-- begin Page excerpt --
The Index Card Summary of "The First 90 Days"

For those who just started new jobs this past summer or fall, you may be closing in on the end of your first quarter. As someone who came from a liberal arts background and spent college summers working at non-profits or on my own initiatives, I recall my first corporate job being something altogether different than any setting or challenge I had encountered to date. Standing on the threshold of my first office, I realized that the system I was joining was a whole new kettle of fish. Whether you’re joining a new sector or a new company, the way you prepare and get smart for a new role is distinct to the business context and requires some focused, diligent attention. This summary walks through the key actions for leading your own transition.

Michael Watkins’ The First 90 Days: Proven Strategies for Getting Up to Speed Faster and Smarter gives guidance on how to position yourself for success in a new role. While the target audience is new managers, he identifies challenges common to all new employees and provides a structure for recognizing and addressing the types of challenges that come with differing organizational contexts.

First off, why 90 days? The author posits that the first quarter is a good time to get judged, as people’s impressions and perceptions are starting to solidify. The faster you can get up to speed and move from a “transition” period to having ongoing positive impact, the better. Watkins recommends taking the following steps.

The index-card summary

  1. Out with the old assumptions and habits, in with the new skills

  2. Understand your business context

  3. Manage up: show your boss you can achieve their priorities

  4. Collaborate with your team

  5. Identify influencers

The detail

  1. Out with the old assumptions and habits, in with the new skills

    Leave behind old assumptions and habits tied to your old role. A new company has its own culture, dynamics, and norms. Focus on attuning your mindset and your skillset to your new role. Recognize that you will need to perform at a higher standard than your last role.
-- end Page excerpt --
-- begin Task material --
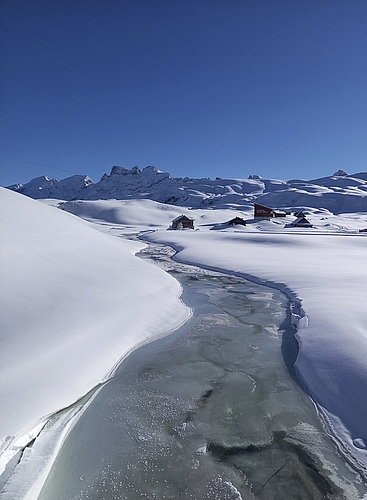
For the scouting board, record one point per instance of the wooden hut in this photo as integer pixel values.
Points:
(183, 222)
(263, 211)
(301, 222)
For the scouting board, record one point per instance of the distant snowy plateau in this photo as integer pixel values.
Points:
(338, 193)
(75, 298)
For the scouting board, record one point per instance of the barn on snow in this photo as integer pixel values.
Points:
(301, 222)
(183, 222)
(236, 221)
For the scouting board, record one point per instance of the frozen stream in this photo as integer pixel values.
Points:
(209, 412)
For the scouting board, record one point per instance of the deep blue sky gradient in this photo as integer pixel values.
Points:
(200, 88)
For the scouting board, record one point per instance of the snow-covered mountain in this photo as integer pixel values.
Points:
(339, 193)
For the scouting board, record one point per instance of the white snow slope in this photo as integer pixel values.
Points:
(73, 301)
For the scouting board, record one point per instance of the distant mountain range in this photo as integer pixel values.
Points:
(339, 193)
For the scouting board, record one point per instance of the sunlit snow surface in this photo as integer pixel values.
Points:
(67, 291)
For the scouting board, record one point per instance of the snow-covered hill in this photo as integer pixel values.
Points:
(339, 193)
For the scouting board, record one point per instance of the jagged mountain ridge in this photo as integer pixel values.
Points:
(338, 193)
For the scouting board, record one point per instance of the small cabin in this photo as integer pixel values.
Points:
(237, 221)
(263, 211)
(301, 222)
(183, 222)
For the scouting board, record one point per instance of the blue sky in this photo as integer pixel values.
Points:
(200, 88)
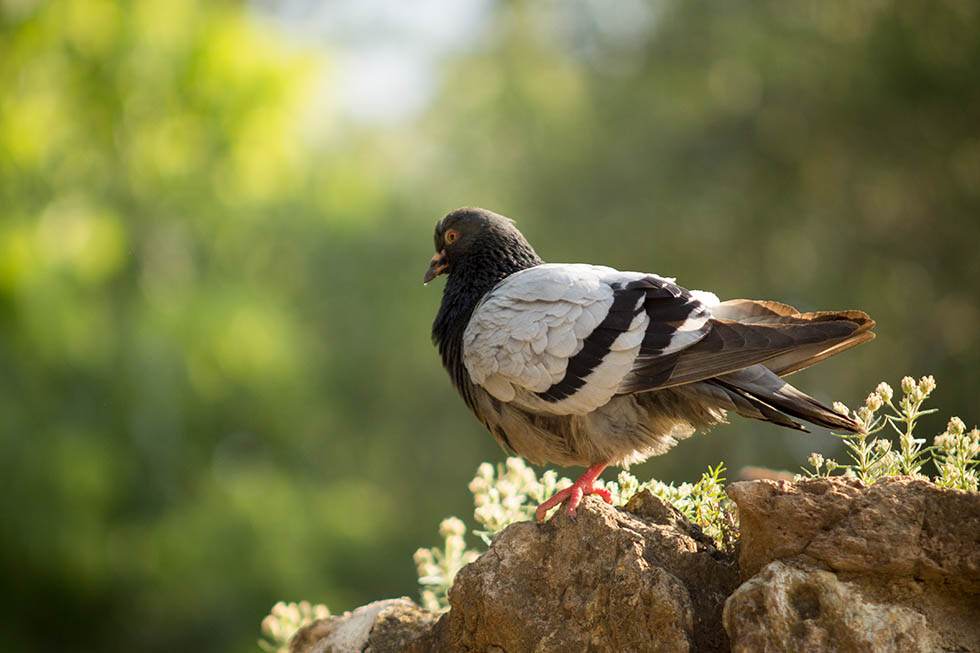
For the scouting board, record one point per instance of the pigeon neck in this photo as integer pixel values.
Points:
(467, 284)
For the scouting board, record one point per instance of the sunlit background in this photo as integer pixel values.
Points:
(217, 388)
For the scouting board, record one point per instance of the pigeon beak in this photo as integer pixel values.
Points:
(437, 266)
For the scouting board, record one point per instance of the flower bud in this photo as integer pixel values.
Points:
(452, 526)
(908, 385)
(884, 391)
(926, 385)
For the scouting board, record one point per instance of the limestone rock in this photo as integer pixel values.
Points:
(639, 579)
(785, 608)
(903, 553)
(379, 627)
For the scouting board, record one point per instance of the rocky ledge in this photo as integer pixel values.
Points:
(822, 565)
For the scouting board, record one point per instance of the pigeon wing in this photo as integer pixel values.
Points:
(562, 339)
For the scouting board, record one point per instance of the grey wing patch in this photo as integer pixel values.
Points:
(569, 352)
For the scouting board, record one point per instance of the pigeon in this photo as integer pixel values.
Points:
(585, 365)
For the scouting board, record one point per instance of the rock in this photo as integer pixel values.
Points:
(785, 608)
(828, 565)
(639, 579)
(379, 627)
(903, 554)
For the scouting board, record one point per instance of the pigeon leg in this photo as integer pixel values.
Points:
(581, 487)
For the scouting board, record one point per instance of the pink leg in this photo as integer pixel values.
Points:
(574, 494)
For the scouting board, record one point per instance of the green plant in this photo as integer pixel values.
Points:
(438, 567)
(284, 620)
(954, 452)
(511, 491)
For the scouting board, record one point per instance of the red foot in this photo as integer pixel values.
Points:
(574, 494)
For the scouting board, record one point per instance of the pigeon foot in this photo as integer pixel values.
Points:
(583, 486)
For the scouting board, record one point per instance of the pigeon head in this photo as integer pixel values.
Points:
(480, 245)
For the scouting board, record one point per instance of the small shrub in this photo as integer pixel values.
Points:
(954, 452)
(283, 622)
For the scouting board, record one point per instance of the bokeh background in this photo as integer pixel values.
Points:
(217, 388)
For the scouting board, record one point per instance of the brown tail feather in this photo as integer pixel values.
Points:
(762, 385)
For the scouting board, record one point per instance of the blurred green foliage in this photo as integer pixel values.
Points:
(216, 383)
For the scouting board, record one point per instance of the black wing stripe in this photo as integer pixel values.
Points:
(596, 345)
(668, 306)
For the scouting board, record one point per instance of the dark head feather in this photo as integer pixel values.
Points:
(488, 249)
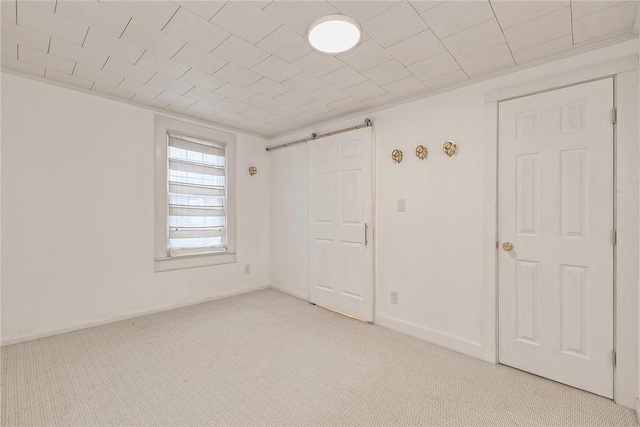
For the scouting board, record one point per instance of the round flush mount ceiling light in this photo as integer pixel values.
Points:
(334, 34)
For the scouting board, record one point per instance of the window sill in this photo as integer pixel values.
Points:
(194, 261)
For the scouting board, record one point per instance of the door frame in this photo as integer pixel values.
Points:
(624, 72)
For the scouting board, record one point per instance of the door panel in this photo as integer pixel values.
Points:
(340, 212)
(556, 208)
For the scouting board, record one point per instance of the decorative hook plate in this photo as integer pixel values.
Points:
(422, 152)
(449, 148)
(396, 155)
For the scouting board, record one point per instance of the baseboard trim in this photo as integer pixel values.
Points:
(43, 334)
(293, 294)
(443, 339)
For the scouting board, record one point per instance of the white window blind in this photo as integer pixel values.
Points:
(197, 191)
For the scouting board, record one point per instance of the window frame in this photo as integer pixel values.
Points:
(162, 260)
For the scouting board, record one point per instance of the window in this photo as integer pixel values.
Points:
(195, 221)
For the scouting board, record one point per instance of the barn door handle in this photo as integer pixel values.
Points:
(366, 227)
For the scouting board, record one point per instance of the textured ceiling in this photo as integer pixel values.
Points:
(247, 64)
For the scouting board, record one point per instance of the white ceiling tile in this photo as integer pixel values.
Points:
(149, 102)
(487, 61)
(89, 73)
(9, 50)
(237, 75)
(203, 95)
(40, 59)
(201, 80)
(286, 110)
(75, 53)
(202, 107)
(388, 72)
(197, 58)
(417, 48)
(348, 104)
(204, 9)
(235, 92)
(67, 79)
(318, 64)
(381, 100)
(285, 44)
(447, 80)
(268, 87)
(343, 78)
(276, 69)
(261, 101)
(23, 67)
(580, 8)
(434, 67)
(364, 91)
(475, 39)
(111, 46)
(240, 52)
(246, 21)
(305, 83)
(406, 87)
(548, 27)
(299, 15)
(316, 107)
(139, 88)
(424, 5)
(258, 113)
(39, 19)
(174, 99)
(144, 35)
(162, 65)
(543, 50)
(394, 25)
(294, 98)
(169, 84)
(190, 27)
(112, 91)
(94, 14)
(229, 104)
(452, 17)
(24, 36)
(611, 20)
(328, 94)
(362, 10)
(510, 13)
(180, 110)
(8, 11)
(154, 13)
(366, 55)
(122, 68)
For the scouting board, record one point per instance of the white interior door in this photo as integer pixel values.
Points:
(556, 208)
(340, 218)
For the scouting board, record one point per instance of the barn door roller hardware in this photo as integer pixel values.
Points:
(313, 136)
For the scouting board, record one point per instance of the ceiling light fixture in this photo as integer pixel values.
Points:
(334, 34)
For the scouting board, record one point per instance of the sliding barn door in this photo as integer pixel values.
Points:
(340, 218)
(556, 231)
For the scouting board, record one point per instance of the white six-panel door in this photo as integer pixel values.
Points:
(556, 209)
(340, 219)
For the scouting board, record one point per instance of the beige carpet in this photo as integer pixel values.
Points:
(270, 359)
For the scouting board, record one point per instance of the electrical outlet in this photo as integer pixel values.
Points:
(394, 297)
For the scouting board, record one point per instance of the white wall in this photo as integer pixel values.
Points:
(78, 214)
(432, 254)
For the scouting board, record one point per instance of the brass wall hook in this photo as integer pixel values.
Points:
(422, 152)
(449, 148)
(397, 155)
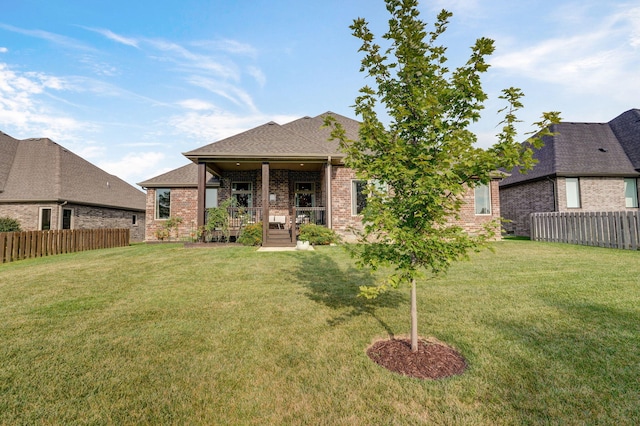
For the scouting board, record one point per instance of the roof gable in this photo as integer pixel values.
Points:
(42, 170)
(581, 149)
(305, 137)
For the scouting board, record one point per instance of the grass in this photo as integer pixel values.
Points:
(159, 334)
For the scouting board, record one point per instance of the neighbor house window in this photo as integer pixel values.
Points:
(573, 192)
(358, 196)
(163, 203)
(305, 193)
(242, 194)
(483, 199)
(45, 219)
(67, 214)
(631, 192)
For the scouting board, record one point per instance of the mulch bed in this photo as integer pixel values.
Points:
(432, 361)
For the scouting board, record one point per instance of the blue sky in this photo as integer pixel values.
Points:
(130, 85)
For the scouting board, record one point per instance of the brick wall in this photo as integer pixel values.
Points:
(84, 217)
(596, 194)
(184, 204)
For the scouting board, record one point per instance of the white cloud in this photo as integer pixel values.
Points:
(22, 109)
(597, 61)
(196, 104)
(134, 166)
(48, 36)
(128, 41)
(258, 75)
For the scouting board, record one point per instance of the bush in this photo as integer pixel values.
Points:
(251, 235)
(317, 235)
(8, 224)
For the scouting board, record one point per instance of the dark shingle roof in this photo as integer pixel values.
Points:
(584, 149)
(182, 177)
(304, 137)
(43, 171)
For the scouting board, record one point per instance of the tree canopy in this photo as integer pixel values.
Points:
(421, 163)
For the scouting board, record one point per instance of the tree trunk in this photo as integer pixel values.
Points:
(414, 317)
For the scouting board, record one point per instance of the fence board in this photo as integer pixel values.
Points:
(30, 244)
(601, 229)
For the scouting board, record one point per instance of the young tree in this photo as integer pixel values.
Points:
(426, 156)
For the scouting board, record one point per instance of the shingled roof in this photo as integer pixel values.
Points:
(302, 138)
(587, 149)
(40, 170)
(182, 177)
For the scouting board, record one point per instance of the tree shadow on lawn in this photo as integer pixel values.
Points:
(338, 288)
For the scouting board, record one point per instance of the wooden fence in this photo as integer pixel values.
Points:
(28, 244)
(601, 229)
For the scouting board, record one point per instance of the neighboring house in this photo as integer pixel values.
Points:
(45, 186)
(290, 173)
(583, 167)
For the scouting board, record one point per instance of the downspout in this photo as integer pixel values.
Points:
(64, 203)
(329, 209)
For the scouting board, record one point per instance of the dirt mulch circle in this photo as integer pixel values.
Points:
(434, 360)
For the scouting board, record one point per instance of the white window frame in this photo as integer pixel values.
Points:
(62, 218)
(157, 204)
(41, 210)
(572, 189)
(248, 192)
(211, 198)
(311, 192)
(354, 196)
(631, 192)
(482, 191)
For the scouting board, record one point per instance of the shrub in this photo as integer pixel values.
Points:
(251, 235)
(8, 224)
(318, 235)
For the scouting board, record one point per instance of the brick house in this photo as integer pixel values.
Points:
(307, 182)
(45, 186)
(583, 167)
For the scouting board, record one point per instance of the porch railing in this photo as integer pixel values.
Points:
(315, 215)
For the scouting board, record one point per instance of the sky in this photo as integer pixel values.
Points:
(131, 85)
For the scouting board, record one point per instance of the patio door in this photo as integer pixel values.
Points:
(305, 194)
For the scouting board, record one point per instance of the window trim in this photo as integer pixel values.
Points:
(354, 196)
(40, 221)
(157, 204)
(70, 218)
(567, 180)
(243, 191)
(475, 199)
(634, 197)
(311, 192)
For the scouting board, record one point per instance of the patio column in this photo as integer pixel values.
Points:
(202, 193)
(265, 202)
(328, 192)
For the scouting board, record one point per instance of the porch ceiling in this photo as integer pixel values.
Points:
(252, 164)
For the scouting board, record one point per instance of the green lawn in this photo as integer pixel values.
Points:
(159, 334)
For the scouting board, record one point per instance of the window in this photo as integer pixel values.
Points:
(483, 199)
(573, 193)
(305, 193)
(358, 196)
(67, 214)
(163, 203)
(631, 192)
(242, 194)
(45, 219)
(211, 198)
-- end Task material --
Required actions
1 > Answer these about the summary of "The First 90 Days":
(a) Who wrote the book?
(b) Who is the book's target audience?
(c) According to the author, why is the first quarter a good time to get judged?
2 > Reproduce the listing word for word, from the line with "the porch ceiling" through the end of the listing.
The listing has nothing to do with the text.

Answers to each task
1 >
(a) Michael Watkins
(b) New managers
(c) People's impressions and perceptions are starting to solidify.

2 >
For the scouting board, record one point per instance of the porch ceiling in this photo as integer pixel values.
Points:
(252, 164)
For the scouting board, record one point per instance of the green lawn in this photo as integer pixel values.
Points:
(159, 334)
For the scouting board, record one point per instance of the window in this photo as integer pixel values.
Points:
(483, 199)
(573, 193)
(305, 193)
(358, 196)
(67, 214)
(163, 203)
(631, 192)
(242, 194)
(45, 219)
(211, 198)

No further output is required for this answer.